Records:

________________________________________

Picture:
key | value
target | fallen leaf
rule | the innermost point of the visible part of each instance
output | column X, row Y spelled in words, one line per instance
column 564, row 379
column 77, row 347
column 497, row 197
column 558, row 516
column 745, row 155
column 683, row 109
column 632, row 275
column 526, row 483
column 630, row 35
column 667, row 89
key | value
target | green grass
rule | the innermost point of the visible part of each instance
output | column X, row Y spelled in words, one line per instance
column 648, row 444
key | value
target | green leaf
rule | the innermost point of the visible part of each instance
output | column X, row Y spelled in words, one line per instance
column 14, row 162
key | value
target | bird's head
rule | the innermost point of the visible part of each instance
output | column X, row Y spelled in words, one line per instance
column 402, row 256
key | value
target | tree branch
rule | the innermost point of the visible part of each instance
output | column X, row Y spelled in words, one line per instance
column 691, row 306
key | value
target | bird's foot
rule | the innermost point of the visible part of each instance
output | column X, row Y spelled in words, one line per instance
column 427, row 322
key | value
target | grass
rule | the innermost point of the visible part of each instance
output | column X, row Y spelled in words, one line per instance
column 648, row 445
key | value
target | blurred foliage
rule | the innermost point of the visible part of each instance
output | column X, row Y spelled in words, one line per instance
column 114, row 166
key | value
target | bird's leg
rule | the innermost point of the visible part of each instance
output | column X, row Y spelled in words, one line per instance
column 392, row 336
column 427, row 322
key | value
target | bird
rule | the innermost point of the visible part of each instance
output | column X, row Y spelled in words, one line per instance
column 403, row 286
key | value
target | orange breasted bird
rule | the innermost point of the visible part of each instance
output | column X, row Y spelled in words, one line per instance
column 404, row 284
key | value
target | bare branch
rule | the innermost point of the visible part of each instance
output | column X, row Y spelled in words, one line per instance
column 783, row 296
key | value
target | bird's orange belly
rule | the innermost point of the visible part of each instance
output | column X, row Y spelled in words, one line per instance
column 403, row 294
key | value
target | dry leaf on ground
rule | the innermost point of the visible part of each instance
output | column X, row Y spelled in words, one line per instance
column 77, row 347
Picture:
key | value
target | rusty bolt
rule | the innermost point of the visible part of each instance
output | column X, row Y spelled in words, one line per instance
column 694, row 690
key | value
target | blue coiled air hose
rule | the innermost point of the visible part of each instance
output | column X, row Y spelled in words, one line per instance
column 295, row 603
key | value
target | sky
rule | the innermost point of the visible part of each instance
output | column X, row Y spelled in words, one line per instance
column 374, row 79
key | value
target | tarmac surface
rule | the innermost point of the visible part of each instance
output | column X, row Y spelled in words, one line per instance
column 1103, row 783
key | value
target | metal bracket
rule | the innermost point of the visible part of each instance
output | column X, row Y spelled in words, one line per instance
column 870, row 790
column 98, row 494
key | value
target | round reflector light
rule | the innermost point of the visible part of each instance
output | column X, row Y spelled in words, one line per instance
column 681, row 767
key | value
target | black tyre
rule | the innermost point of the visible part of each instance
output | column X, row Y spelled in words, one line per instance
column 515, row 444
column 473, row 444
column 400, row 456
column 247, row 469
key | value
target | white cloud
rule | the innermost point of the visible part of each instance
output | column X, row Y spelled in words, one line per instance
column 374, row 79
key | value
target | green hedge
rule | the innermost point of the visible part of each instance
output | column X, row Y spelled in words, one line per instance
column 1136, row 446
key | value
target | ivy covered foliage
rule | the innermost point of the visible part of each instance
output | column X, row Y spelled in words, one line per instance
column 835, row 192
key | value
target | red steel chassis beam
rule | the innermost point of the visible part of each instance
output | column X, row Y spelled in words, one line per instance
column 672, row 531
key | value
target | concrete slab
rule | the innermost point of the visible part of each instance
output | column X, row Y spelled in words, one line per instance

________________________________________

*PROBLEM TO SOLVE*:
Format all of the lines above as a numbered list, omitting any blank lines.

*WRITTEN ANSWER*:
1. Picture:
2. key | value
3. target | fallen leaf
4. rule | the innermost point of the visible part of each instance
5. output | column X, row Y spelled in words, one line per instance
6. column 564, row 379
7. column 77, row 347
8. column 497, row 197
9. column 558, row 516
10. column 745, row 155
11. column 683, row 109
12. column 632, row 275
13. column 526, row 483
14. column 630, row 35
15. column 667, row 89
16. key | value
17. target | green grass
18. rule | the innermost point of the visible part of each instance
19. output | column X, row Y spelled in words, one line per instance
20. column 648, row 444
21. key | value
22. target | green leaf
23. rule | the innermost point of the visible part of each instance
24. output | column X, row Y spelled in words, one line per instance
25. column 14, row 162
26. key | value
27. target | bird's head
28. rule | the innermost point of the visible part of each instance
29. output | column X, row Y spelled in words, one line per instance
30. column 402, row 256
31. key | value
32. target | tree branch
33. rule | the innermost point of the visible part of each instance
34. output | column X, row Y spelled in words, one line per instance
35. column 691, row 306
36. key | value
37. target | bird's foot
38. rule | the innermost point of the visible part of each instance
39. output | column X, row Y spelled in words, one line per instance
40. column 427, row 322
41. key | value
42. target | grass
43. rule | the innermost point of the visible part of each instance
44. output | column X, row Y spelled in words, one line per instance
45. column 648, row 445
46. key | value
47. target | blurred foliage
48. rule | the innermost point of the visible part of each instance
49. output | column X, row Y spelled in words, one line per instance
50. column 114, row 166
51. key | value
52. target | bird's leg
53. rule | the innermost point of the visible part of each instance
54. output | column X, row Y spelled in words, one line per instance
55. column 392, row 336
56. column 427, row 322
57. key | value
58. target | bird
59. rule | the innermost point of the visible part of each instance
60. output | column X, row Y spelled in words, one line per instance
61. column 403, row 286
62. key | value
63. target | orange breasted bird
64. rule | the innermost point of the visible part of each instance
65. output | column X, row Y spelled in words, one line per instance
66. column 404, row 284
67. key | value
68. target | bare branch
69. rule | the innermost point of the visible part of each instance
70. output | column X, row Y spelled in words, one line per instance
71. column 783, row 296
72. key | value
73. target | bird's orange belly
74. rule | the innermost point of the visible part of each instance
75. output | column X, row Y spelled in words, one line per instance
76. column 403, row 294
77. key | value
78. target | dry leaf on ground
79. rule | the innermost point of the visible part of each instance
80. output | column X, row Y spelled in words, one line per instance
81. column 77, row 347
82. Picture:
83. key | value
84. target | rusty bolt
85. rule | the innermost point of the visible part of each instance
86. output | column X, row Y spelled in words, one line per instance
87. column 694, row 690
88. key | value
89. target | blue coiled air hose
90. rule | the innermost point of the visible part of each instance
91. output | column X, row Y spelled in words, one line per instance
92. column 295, row 603
93. key | value
94. target | sky
95. rule | the innermost point of the visible part of each instance
96. output | column X, row Y spelled in words, one line per instance
97. column 374, row 79
98. key | value
99. target | tarmac surface
100. rule | the innermost point of the visible part of each instance
101. output | column X, row Y spelled in words, one line per instance
102. column 1103, row 783
103. key | value
104. target | metal bracket
105. rule | the innermost point of the visible part of each instance
106. output | column X, row Y spelled in words, one line per instance
107. column 870, row 790
108. column 98, row 494
109. key | value
110. target | round reflector light
111. rule | the innermost point of the visible part of each instance
112. output | column X, row Y spelled in words, one line per instance
113. column 681, row 767
114. key | value
115. target | black tyre
116. rule | the innermost point of the visible part of each instance
117. output | column X, row Y spelled in words, one line per instance
118. column 515, row 444
119. column 473, row 444
120. column 400, row 456
121. column 247, row 469
122. key | value
123. target | white cloud
124. rule | the innermost point of the visible part of each instance
125. output | column X, row Y spelled in words, one line per instance
126. column 374, row 79
127. key | value
128. target | green hedge
129. rule | the innermost point of the visible part of each instance
130. output | column X, row Y spelled in words, one line per instance
131. column 1136, row 446
132. key | value
133. target | ivy covered foliage
134. rule | the innermost point of the visible part of each instance
135. output | column X, row Y spelled in words, one line per instance
136. column 835, row 192
137. key | value
138. target | red steel chassis beam
139. rule | the innermost point of the visible part of each instance
140. output | column X, row Y spelled in words, one line per instance
141. column 672, row 531
142. key | value
143. target | concrete slab
144. rule | the innermost point of the visible part of each instance
145. output | column X, row Y spelled in words, one line per instance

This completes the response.